▸ What the task asks:
Turn the entries starting at the line containing "target: **christmas tree**" and ending at the line containing "96 L 19 103" into a two-column CSV with the headers request and outline. Give one row per entry, with each request and its answer in a single quoted field and line breaks replaced by spaces.

Region outline entries:
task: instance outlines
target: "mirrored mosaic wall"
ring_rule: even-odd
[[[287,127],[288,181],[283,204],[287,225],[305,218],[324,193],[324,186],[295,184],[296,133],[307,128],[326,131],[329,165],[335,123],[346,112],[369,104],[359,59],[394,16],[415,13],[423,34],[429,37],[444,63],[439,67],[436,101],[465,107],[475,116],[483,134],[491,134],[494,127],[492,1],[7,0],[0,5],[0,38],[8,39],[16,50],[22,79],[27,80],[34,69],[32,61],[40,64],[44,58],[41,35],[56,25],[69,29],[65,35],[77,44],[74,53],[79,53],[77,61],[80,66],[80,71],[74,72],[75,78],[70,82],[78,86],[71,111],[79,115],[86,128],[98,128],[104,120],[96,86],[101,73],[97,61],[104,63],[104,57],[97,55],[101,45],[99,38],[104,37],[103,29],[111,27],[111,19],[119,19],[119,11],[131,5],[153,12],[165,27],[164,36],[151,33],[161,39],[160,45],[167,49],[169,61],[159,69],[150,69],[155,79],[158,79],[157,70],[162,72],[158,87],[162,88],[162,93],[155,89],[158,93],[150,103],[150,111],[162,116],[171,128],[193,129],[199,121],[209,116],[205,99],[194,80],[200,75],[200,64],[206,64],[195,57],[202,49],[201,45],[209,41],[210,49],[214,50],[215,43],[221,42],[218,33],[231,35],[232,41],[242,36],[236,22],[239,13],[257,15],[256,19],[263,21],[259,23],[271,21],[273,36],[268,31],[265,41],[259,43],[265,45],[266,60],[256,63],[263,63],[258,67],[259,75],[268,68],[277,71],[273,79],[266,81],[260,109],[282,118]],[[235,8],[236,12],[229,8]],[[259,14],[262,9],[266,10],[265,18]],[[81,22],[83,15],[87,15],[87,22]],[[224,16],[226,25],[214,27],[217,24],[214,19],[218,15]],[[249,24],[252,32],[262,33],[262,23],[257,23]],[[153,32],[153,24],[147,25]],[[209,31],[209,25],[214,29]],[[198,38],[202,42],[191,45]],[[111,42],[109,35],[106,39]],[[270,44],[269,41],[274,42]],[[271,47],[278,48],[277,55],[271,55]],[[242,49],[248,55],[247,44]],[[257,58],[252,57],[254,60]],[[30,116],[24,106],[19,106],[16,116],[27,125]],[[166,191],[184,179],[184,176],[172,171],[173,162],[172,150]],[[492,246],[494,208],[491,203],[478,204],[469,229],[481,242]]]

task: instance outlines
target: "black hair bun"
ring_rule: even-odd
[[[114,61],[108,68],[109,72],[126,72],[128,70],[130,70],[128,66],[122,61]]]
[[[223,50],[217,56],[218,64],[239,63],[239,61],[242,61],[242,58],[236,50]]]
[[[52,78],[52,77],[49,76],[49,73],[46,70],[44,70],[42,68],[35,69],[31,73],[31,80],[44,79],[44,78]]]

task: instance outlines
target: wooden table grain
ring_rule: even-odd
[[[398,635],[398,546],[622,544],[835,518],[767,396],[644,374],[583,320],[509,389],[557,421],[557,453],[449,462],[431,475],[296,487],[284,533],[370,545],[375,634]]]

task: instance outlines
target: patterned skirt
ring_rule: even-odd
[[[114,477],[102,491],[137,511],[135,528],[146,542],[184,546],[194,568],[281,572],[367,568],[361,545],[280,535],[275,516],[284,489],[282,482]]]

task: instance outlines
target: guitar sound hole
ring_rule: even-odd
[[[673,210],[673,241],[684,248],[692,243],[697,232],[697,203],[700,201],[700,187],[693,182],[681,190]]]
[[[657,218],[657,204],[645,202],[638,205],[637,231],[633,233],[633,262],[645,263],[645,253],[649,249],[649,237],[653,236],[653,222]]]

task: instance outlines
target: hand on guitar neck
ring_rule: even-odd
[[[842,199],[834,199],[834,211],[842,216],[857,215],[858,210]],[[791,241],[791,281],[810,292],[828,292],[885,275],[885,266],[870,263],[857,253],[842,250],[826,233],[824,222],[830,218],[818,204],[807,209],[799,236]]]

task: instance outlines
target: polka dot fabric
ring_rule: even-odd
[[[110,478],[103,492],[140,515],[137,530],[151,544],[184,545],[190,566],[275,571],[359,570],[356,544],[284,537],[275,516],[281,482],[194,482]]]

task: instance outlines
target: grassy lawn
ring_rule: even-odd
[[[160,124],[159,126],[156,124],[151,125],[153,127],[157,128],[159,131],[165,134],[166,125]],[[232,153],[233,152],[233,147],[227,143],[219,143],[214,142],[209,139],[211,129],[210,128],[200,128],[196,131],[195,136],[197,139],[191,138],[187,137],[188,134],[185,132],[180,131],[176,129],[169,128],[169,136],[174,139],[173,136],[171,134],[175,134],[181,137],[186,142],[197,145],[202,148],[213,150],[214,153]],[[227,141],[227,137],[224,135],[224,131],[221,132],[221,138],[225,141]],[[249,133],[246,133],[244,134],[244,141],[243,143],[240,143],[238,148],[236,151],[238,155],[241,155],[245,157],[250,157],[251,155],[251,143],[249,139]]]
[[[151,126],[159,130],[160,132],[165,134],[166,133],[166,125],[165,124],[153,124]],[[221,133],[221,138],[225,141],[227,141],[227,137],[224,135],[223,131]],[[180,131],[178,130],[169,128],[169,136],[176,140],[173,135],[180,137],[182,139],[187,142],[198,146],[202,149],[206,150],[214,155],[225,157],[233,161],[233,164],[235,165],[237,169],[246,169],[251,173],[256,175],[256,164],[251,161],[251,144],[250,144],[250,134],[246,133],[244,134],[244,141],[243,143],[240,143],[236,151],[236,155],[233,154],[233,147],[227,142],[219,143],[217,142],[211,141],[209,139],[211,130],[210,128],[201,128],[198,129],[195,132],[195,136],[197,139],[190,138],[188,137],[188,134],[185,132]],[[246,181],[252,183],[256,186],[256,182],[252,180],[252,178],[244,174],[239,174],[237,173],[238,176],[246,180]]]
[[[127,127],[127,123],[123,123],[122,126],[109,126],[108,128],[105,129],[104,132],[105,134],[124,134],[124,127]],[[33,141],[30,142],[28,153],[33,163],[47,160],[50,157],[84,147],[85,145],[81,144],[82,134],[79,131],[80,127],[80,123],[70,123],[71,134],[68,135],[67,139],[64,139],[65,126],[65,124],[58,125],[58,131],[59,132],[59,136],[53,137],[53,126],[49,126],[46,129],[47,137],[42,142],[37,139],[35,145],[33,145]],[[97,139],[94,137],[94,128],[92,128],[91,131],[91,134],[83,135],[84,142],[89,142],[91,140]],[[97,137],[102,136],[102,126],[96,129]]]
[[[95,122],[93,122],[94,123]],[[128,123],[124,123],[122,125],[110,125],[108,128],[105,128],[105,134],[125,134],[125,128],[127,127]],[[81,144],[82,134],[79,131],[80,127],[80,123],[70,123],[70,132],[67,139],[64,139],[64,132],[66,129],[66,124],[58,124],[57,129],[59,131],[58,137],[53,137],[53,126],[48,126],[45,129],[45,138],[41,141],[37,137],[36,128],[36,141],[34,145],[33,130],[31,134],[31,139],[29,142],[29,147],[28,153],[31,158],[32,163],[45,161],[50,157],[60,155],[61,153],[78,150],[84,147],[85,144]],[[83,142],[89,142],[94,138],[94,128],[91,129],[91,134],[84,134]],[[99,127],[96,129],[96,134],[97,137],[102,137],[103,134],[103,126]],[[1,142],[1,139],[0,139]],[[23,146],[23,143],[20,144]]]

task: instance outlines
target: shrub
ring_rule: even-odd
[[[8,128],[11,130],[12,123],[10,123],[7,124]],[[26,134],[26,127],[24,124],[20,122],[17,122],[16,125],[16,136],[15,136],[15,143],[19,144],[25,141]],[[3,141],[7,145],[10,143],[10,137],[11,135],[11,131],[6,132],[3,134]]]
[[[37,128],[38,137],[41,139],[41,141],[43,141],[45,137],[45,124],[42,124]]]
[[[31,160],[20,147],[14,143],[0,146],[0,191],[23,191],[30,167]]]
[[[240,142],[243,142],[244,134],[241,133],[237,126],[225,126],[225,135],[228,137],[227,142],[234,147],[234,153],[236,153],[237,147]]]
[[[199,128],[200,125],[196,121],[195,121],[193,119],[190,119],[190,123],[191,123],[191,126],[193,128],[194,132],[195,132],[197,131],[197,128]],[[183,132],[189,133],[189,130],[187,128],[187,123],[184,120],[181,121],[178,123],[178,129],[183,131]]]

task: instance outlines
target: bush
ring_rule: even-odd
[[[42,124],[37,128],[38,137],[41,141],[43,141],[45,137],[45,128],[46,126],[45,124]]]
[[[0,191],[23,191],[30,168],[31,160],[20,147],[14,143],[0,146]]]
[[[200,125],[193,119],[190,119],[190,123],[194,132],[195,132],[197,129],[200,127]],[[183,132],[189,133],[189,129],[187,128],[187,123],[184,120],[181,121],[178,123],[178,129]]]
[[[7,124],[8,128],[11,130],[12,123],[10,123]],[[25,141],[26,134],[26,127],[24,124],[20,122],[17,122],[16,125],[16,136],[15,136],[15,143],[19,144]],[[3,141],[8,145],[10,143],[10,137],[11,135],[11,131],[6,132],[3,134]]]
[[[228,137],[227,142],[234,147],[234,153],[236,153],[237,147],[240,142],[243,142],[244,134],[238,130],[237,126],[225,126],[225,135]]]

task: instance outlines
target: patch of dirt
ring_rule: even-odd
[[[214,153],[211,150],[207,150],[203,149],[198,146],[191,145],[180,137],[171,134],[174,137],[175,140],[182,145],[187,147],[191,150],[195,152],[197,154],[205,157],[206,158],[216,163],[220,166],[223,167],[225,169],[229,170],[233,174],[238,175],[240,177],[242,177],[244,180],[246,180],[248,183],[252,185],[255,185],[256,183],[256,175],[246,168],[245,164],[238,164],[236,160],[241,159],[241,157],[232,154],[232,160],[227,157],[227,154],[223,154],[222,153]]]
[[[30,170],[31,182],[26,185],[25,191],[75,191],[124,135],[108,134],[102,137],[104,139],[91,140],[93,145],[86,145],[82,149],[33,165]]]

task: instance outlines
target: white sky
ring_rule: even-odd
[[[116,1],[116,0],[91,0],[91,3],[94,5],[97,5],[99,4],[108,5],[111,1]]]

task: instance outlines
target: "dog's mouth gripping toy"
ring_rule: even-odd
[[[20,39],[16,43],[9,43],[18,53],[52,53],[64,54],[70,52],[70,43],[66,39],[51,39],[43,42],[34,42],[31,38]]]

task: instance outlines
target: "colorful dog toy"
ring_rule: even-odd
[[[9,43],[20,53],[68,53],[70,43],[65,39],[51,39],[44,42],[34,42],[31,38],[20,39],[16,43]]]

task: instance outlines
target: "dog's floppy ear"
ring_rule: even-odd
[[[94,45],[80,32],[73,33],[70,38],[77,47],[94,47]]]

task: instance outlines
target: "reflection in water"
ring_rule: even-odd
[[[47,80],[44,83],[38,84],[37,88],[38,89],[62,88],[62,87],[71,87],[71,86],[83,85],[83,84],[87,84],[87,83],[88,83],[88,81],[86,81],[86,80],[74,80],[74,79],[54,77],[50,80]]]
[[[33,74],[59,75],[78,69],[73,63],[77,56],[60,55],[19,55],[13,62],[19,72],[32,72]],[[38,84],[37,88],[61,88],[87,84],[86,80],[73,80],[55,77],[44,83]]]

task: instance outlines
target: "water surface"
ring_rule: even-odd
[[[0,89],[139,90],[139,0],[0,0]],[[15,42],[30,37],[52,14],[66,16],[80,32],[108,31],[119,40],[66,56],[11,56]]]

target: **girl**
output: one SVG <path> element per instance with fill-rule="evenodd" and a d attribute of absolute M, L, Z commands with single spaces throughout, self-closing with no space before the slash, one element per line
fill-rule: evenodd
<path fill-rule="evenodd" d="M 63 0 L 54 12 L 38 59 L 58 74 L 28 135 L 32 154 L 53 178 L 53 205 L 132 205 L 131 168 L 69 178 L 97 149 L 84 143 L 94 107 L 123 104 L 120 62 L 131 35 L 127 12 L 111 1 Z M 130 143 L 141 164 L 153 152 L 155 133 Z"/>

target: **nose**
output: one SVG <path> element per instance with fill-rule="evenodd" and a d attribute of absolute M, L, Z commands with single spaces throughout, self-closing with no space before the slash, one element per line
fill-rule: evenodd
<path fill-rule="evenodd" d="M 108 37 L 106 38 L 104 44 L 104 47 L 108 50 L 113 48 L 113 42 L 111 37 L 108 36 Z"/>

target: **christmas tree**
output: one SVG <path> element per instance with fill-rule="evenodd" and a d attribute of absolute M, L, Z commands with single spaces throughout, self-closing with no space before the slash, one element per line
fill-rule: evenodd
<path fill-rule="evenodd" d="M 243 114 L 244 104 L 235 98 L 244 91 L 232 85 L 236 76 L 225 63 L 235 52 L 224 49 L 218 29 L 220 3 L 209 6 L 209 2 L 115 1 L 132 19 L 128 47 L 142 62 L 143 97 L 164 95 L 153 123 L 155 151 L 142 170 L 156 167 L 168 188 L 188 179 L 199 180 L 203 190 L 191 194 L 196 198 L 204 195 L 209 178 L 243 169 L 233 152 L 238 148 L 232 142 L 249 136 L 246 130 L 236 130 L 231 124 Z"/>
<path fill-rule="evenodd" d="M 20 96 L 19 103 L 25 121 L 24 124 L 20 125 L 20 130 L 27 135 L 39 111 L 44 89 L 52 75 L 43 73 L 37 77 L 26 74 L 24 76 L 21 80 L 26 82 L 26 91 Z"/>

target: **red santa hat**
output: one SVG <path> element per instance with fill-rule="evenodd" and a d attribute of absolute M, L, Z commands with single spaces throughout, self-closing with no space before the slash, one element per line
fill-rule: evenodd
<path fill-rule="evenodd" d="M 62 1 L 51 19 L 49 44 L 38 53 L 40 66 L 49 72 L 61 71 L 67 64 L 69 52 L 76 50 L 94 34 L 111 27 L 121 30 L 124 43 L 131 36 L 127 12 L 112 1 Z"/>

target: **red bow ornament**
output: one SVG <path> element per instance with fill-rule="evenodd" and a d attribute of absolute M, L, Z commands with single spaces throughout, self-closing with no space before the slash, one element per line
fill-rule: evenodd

▸ Solution to this exercise:
request,outline
"target: **christmas tree** output: one SVG <path> element per instance with fill-rule=""evenodd"" and a d attribute of absolute M, L, Z commands with single spaces throughout, self-closing with no space before the slash, one element per line fill-rule: evenodd","<path fill-rule=""evenodd"" d=""M 243 114 L 244 104 L 235 98 L 244 91 L 232 85 L 236 76 L 225 63 L 235 52 L 224 49 L 218 29 L 220 3 L 209 6 L 209 2 L 115 1 L 132 19 L 128 47 L 142 62 L 143 97 L 164 95 L 153 123 L 155 151 L 142 170 L 156 167 L 168 188 L 188 179 L 199 180 L 203 190 L 191 194 L 196 198 L 204 195 L 209 178 L 243 169 L 233 152 L 238 148 L 232 142 L 249 136 L 246 130 L 236 130 L 231 124 Z""/> <path fill-rule=""evenodd"" d=""M 20 96 L 19 103 L 25 121 L 24 124 L 20 125 L 20 130 L 27 135 L 39 111 L 44 89 L 52 75 L 43 73 L 37 77 L 26 74 L 24 76 L 21 80 L 26 82 L 26 91 Z""/>"